## TASK DIRECTIONS
Rewrite each of the rows below, swapping "innermost point" for "most central point" wherever it occurs and leaving every other word unchanged.

## SUPPLIED INFORMATION

◇ ◇ ◇ ◇ ◇

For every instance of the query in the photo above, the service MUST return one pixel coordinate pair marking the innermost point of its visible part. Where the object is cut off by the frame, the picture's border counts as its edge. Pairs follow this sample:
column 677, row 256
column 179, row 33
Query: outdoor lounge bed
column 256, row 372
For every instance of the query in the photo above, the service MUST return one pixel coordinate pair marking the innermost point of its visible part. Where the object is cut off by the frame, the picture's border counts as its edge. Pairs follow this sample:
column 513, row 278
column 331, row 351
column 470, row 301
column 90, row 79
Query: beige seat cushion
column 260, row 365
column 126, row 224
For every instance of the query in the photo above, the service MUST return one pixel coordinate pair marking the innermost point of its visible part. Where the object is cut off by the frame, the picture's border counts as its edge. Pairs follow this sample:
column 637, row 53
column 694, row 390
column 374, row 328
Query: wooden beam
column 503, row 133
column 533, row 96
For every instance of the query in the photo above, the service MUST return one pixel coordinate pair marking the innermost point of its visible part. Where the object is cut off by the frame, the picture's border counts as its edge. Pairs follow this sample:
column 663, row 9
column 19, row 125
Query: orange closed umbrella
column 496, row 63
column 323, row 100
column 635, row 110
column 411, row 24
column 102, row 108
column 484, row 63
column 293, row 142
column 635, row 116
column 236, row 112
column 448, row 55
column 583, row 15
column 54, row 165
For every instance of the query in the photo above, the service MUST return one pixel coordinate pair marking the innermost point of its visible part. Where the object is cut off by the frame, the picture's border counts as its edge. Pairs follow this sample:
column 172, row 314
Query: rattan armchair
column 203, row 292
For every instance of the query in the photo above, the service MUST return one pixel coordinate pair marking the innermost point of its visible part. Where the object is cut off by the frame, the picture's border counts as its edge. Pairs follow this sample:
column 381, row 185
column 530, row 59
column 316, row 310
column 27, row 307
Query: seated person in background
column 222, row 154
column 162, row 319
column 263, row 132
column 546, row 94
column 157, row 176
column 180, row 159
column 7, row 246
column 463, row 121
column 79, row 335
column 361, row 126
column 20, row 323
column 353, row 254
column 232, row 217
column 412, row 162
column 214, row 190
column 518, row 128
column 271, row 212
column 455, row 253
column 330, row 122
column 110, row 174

◇ ◇ ◇ ◇ ◇

## SOLUTION TO THE PROBLEM
For every instance of the query in the photo above, the service MUST return one pixel coordinate pair marking the most central point of its visible part. Where the object is cut off by the frame, the picture's border counts as its edge. Pairs follow this sample:
column 677, row 256
column 179, row 33
Query: outdoor lounge bed
column 256, row 372
For every instance of the query in the photo above, the service MUST return one pixel coordinate pair marking the most central point of its visible part. Where the object is cut off by the frame, the picture's border counts as its edge. Pairs follow this sample:
column 513, row 278
column 331, row 351
column 470, row 301
column 90, row 79
Query: beige seat cushion
column 260, row 365
column 126, row 224
For every instance of the query in the photo above, the service MUST return one pixel coordinate pair marking the most central point of its visible part. Where the object is cut off by the frame, the picture's border counts as its edge. Pairs follow this sample:
column 637, row 53
column 694, row 390
column 374, row 328
Query: wooden beam
column 503, row 133
column 533, row 96
For every instance of the query in the photo above, the service MUST return one pixel coordinate pair marking the most central point of its visible part. Where the object is cut off by the frame, the picture's border counts as its edge. Pairs follow this sample:
column 663, row 9
column 19, row 125
Query: orange closed umbrella
column 496, row 63
column 323, row 100
column 635, row 110
column 411, row 24
column 102, row 108
column 484, row 63
column 293, row 142
column 635, row 116
column 236, row 112
column 448, row 55
column 583, row 15
column 54, row 165
For every instance of the query in the photo above, the service MUST return one pixel coordinate pair marking the most central point of its visible part. Where the object is cut off by the frame, the picture's border counts as its edge. Pairs follow this sample:
column 172, row 314
Query: rattan armchair
column 203, row 292
For every instance of the query in the photo above, the service MUST return one pixel coordinate pair marking the most central point of its visible part. Where the object is cut off by the frame, the picture's border counts as its edge. Pairs follow this sample:
column 381, row 185
column 530, row 59
column 316, row 310
column 27, row 307
Query: seated person in background
column 222, row 154
column 162, row 319
column 263, row 132
column 546, row 94
column 157, row 176
column 180, row 159
column 7, row 246
column 463, row 121
column 79, row 335
column 361, row 126
column 20, row 323
column 353, row 254
column 232, row 217
column 412, row 162
column 214, row 190
column 518, row 128
column 271, row 212
column 455, row 253
column 330, row 122
column 110, row 174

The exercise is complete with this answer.